The exercise:
Present every line of the records below as a Markdown table with two columns, Row and Line, numbering the rows and omitting blank lines.

______

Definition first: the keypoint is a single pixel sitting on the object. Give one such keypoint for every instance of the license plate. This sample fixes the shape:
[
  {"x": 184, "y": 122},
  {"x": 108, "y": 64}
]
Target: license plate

______

Reply to the task:
| Row | Line |
|---|---|
| 1 | Definition first: the keypoint is a single pixel sitting on the object. Give one such keypoint for every instance of the license plate. This sample fixes the shape: |
| 2 | [ |
| 3 |   {"x": 184, "y": 122}, |
| 4 |   {"x": 108, "y": 64} |
| 5 | ] |
| 6 | Target: license plate |